◆ **ARTICLE**

______________________________

Damages are also capped in the treaty at 4,150 Special Drawing Rights. Montreal Convention, 2242 U.N.T.S. at 357. A Special Drawing Right is an artificial currency; its value is determined at the date of the judgment. Sompo Japan Ins., Inc. v. Nippon Cargo Airlines Co., 522 F.3d 776, 779 (7th Cir. 2008). The parties agree that 4,150 Special Drawing Rights amounts to about $6,400. [7] at 55; [21] at 7.
Because Berezkina has adequately pleaded that she suffered a flight delay and at least some measure of economic damages, Finnair's motion to dismiss Berezkina's claim is denied.
3. The RICO Claim
The RICO statute makes it unlawful for "any person employed by or associated with any enterprise" to conduct that enterprise's affairs "through a pattern of racketeering activity." 18 U.S.C. § 1962(c). So to state a RICO claim, plaintiffs must plausibly allege (1) the conduct (2) of an enterprise (3) through a pattern (4) of racketeering activity. Menzies v. Seyfarth Shaw LLP, 943 F.3d 328, 336 (7th Cir. 2019).
The RICO claim is asserted against Aeroflot, and as discussed, personal jurisdiction exists only over the Bandurins' claim. They argue that Aeroflot devised a scheme to force passengers to wait in long lines to check their luggage and then pay the fee for checked bags. As part of this scheme, plaintiffs say, Aeroflot regularly refused to let passengers board if they arrived less than 20 minutes before departure, forcing those passengers to buy new tickets. Aeroflot argues that plaintiffs have failed to plead the existence of an enterprise, any predicate acts, or a pattern of racketeering. It also urges dismissal because RICO applies only to domestic injuries, and defendants say the Bandurin group has alleged only foreign injuries. Plaintiffs have plausibly pleaded that they suffered a domestic injury. But they have failed to identify either a distinct enterprise or predicate acts of racketeering, so their claim is dismissed.

______________________________

◆ **INFORMATION SHOWN**
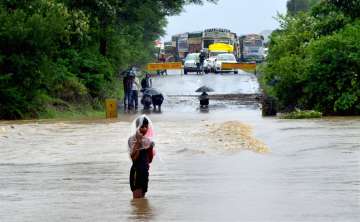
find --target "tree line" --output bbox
[0,0,216,119]
[261,0,360,115]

______________________________

◆ **TASK INSTRUCTIONS**
A – In the court ruling, what dollar amount do the parties agree 4,150 Special Drawing Rights comes to?
B – Please write out the court ruling from "Because Berezkina has" up to and including "(7th Cir. 2019).".
C – Carry the court ruling on the airline passengers' claims forward from its last sentence.

◆ **ANSWER LIST**
A – About $6,400.

B –
Because Berezkina has adequately pleaded that she suffered a flight delay and at least some measure of economic damages, Finnair's motion to dismiss Berezkina's claim is denied.
3. The RICO Claim
The RICO statute makes it unlawful for "any person employed by or associated with any enterprise" to conduct that enterprise's affairs "through a pattern of racketeering activity." 18 U.S.C. § 1962(c). So to state a RICO claim, plaintiffs must plausibly allege (1) the conduct (2) of an enterprise (3) through a pattern (4) of racketeering activity. Menzies v. Seyfarth Shaw LLP, 943 F.3d 328, 336 (7th Cir. 2019).

C –
a. Enterprise
RICO defines an enterprise as "any individual, partnership, corporation, association, or other legal entity, and any union or group of individuals associated in fact although not a legal entity." 18 U.S.C. § 1961(4). An association-in-fact requires only a "purpose, relationships among those associated with the enterprise, and longevity sufficient to permit these associates to pursue the enterprise's purpose." Boyle v. United States, 556 U.S. 938, 946 (2009).
To adequately plead enterprise, a plaintiff must identify a "person" that is "distinct from the RICO enterprise." Roppo, 869 F.3d at 588 (quoting United Food & Commercial Workers Unions & Employers Midwest Health Benefits Fund v. Walgreen Co., 719 F.3d 849, 853 (7th Cir. 2013)); Baker v. IBP, Inc., 357 F.3d 685, 692 (7th Cir. 2004) ("Without a difference between the defendant and the 'enterprise' there can be no violation of RICO."). That is because RICO liability "depends on showing that the defendants conducted or participated in the conduct of the enterprise's affairs, not just their own affairs." Crichton v. Golden Rule Ins. Co., 576 F.3d 392, 398-99 (7th Cir. 2009) (quoting Reves v. Ernst & Young, 507 U.S. 170, 185 (1993)). And the defendant "person" must have participated "in the operation or management of the distinct enterprise." Bible v. United Student Aid Funds, Inc., 799 F.3d 633, 655 (7th Cir. 2015).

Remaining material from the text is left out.